:: Given records ::
------------------------------------

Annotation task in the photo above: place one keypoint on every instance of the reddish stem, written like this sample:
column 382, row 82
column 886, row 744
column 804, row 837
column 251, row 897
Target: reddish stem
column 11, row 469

------------------------------------

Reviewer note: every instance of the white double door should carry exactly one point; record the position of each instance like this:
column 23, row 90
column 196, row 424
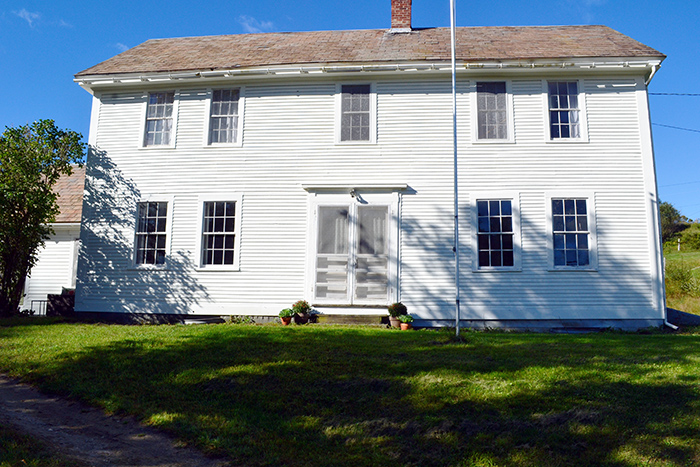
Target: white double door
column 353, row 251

------------------------------------

:: Exercise goal ::
Render the data from the line containing "Reviewer note: every" through the line containing "column 353, row 251", both included, as a JSON list of strings with one string per line and no blank lines. Leave the pictures out.

:: The completed task ::
[
  "Reviewer note: every instance of the white double door should carry exactly one point; record the position of each instance like this:",
  "column 23, row 90",
  "column 196, row 424",
  "Target: white double door",
  "column 353, row 251"
]